TASK BRIEF:
Every entry, from first to last, is to be written out exactly.

(Records drawn from a dataset)
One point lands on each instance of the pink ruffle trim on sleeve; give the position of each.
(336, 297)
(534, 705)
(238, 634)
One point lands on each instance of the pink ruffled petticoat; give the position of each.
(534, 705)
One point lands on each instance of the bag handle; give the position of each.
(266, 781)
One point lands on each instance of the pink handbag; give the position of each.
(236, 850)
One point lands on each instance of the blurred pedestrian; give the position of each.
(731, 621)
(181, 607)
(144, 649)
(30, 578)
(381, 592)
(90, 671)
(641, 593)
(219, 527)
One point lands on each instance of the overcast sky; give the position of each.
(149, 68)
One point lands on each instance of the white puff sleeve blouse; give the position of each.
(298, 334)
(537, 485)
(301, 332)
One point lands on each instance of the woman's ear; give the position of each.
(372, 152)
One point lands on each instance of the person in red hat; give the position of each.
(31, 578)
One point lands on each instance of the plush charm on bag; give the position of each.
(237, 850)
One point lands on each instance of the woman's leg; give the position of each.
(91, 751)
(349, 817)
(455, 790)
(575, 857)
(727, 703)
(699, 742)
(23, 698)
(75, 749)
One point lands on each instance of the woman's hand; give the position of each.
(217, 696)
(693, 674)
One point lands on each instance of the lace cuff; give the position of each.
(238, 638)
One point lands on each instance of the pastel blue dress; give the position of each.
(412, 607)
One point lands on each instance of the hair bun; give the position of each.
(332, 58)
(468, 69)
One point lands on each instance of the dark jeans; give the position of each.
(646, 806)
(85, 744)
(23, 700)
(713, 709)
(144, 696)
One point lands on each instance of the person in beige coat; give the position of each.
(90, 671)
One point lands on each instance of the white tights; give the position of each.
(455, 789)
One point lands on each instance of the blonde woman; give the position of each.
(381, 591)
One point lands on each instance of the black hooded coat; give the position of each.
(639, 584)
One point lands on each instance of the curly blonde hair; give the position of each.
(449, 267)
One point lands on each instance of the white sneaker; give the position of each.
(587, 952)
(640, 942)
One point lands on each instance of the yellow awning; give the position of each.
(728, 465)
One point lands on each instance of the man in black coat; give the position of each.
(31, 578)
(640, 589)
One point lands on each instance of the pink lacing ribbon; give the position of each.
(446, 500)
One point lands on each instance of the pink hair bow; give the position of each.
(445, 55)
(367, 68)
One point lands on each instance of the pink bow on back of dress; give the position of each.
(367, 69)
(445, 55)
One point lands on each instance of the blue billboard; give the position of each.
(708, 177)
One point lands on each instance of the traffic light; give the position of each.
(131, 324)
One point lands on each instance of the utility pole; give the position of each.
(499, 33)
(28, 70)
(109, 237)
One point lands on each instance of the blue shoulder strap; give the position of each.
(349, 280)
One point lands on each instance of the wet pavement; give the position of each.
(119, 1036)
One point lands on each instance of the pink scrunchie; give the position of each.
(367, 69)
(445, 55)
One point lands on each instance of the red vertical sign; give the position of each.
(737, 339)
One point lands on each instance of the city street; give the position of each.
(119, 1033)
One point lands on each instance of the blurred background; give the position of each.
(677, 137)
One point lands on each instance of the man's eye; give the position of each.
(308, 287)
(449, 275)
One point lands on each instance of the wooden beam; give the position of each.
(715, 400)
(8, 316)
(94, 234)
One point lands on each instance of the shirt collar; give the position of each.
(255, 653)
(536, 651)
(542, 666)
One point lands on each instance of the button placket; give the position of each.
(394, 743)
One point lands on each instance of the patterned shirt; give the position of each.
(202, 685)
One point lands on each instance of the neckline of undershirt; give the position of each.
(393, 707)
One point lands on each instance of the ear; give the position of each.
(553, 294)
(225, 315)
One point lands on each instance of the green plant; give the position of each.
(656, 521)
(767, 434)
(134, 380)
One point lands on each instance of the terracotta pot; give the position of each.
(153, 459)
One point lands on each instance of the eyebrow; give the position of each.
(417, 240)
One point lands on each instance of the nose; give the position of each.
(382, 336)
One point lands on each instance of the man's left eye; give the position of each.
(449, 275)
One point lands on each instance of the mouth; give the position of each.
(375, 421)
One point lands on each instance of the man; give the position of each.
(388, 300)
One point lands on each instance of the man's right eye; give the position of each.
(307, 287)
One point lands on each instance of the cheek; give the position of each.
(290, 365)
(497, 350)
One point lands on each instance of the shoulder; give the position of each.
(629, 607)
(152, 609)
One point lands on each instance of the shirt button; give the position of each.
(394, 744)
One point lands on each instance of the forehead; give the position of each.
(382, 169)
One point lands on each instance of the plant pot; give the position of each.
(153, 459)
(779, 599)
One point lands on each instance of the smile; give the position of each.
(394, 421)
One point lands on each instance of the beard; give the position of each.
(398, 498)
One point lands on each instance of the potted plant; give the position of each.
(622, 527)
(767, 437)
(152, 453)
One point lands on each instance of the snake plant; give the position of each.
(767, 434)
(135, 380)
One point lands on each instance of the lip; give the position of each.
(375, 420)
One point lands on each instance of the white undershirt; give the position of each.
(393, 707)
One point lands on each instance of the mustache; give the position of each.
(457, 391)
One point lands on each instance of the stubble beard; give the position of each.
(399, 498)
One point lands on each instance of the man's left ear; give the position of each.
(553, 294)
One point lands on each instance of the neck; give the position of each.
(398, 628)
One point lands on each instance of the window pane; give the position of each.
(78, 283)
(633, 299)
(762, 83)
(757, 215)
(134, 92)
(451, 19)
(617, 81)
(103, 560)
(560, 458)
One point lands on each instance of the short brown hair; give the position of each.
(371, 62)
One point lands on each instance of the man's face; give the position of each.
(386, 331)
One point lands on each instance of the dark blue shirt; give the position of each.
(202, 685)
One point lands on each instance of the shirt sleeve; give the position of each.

TASK OUTPUT:
One point lands on each instance of the pink ruffle trim on sleeve; give the position of each.
(336, 297)
(534, 705)
(238, 634)
One point lands on each instance of the pink ruffled petticoat; give the position of each.
(534, 705)
One point lands on each instance of the bag handle; give the position of each.
(266, 781)
One point lands on each instance of the pink handbag; give the position of each.
(236, 850)
One point lands on each instance of the blurred pedestrian; give the position of each.
(731, 621)
(181, 607)
(144, 649)
(30, 578)
(381, 592)
(90, 671)
(641, 593)
(219, 527)
One point lands on each instance of the overcast sky; give the position of each.
(149, 68)
One point lands on each instance of the white puff sleeve blouse; give the position of each.
(298, 334)
(537, 485)
(301, 332)
One point lands on each instance of the woman's ear; give the position of each.
(372, 152)
One point lands on each instance of the person in red hat; give the position of each.
(31, 578)
One point lands on each instance of the plush charm on bag; give the position of each.
(237, 850)
One point lands on each instance of the woman's leg; give the position of each.
(91, 751)
(349, 817)
(455, 790)
(575, 857)
(727, 703)
(699, 742)
(23, 698)
(75, 749)
One point lands on each instance of the woman's hand; give the position of each.
(217, 696)
(693, 674)
One point lands on each instance of the lace cuff; give the position of each.
(238, 638)
One point lands on each instance of the pastel blue dress; give the position of each.
(412, 607)
One point lands on each instance of the hair bun; give the position of each.
(332, 58)
(468, 69)
One point lands on each instance of the dark jeans; give the position of each.
(646, 806)
(85, 744)
(23, 700)
(713, 709)
(144, 696)
One point lands on each instance of the person in beige coat; give the position of each.
(90, 671)
One point lands on each instance of the white tights; give the position of each.
(455, 789)
One point lands on each instance of the blonde woman; give the position of each.
(381, 591)
One point lands on each instance of the black hooded coat; give the position of each.
(639, 584)
One point lands on each instance of the curly blonde hair; give the position of each.
(449, 267)
One point lands on each instance of the white sneaker; give the position of each.
(587, 952)
(640, 942)
One point lands on each instance of the yellow awning; give the position of each.
(728, 465)
One point lands on each instance of the man in black coat; give the position of each.
(31, 578)
(640, 589)
One point lands on each instance of the pink lacing ribbon; give the position of each.
(446, 500)
One point lands on each instance of the pink hair bow; give the position of each.
(445, 55)
(367, 68)
One point lands on each instance of the pink bow on back of dress; give the position of each.
(367, 69)
(445, 55)
One point lands on each instance of the blue billboard; give the position of each.
(708, 177)
One point lands on each instance of the traffic light; give the position of each.
(131, 324)
One point lands on each instance of the utility pole; give the position of each.
(499, 33)
(28, 70)
(109, 237)
One point lands on each instance of the blue shoulder strap; give the position of each.
(349, 280)
One point lands on each instance of the wet pavement; give the position of each.
(119, 1036)
One point lands on each instance of the pink scrunchie; give the position of each.
(367, 69)
(445, 55)
One point lands on each instance of the red vertical sign; give the position of each.
(737, 339)
One point lands on each instance of the city street; give the position of each.
(119, 1033)
One point lands on each instance of the blurred background; give the position of each.
(677, 137)
One point lands on each instance of the man's eye; give the position of each.
(308, 287)
(449, 275)
One point lands on each instance of the wooden beam; give the position of each.
(715, 400)
(8, 316)
(94, 234)
One point lands on each instance of the shirt collar; give the position of each.
(255, 653)
(536, 651)
(542, 666)
One point lands on each instance of the button placket; give the position of each.
(394, 743)
One point lands on each instance of the patterned shirt; give the position of each.
(202, 685)
One point lands on each instance of the neckline of undershirt; give the position of each.
(393, 707)
One point lands on each instance of the ear; give the position of each.
(553, 294)
(225, 315)
One point lands on each instance of the green plant; give the position of each.
(656, 521)
(767, 434)
(134, 380)
One point lands on each instance of the terracotta pot; give the position of each.
(153, 459)
One point lands on each instance of the eyebrow; give the position of each.
(417, 240)
One point lands on each instance of the nose; give the position of each.
(382, 336)
One point lands on each instance of the man's left eye; give the position of each.
(449, 275)
One point lands on each instance of the mouth; give the position of each.
(375, 421)
One point lands on each instance of the man; give the position of each.
(388, 300)
One point lands on each instance of the man's right eye; give the position of each.
(307, 287)
One point lands on each instance of the cheek; give the position of each.
(290, 365)
(497, 350)
One point lands on each instance of the shoulder; give the position of each.
(629, 607)
(152, 609)
One point lands on each instance of the shirt button; give the position of each.
(394, 744)
One point lands on each instance of the forehead; give the position of each.
(382, 169)
One point lands on each instance of the plant pot; give the position of each.
(153, 459)
(779, 599)
One point lands on each instance of the smile; give the position of each.
(394, 421)
One point lands on each instance of the beard; give the position of each.
(398, 498)
One point lands on each instance of the potted plant; give the position of each.
(622, 527)
(767, 437)
(152, 453)
One point lands on each instance of the snake plant; give the position of each.
(767, 434)
(135, 380)
One point lands on each instance of the lip; give the position of each.
(375, 420)
One point lands on each instance of the white undershirt; give the position of each.
(393, 707)
One point lands on each instance of the mustache; give the position of each.
(457, 391)
One point lands on each instance of the stubble beard; give the position of each.
(399, 498)
One point lands on each instance of the man's left ear; give the position of each.
(553, 294)
One point lands on each instance of the neck; give the position of each.
(398, 628)
One point lands on each instance of the window pane; give the position of each.
(78, 283)
(633, 299)
(762, 83)
(757, 215)
(134, 92)
(451, 19)
(617, 81)
(103, 560)
(560, 458)
One point lands on each instance of the short brown hair; give the position of each.
(371, 62)
One point lands on each instance of the man's face; give the position of each.
(386, 331)
One point lands on each instance of the dark blue shirt; give the position of each.
(202, 685)
One point lands on each instance of the shirt sleeve; give the position of each.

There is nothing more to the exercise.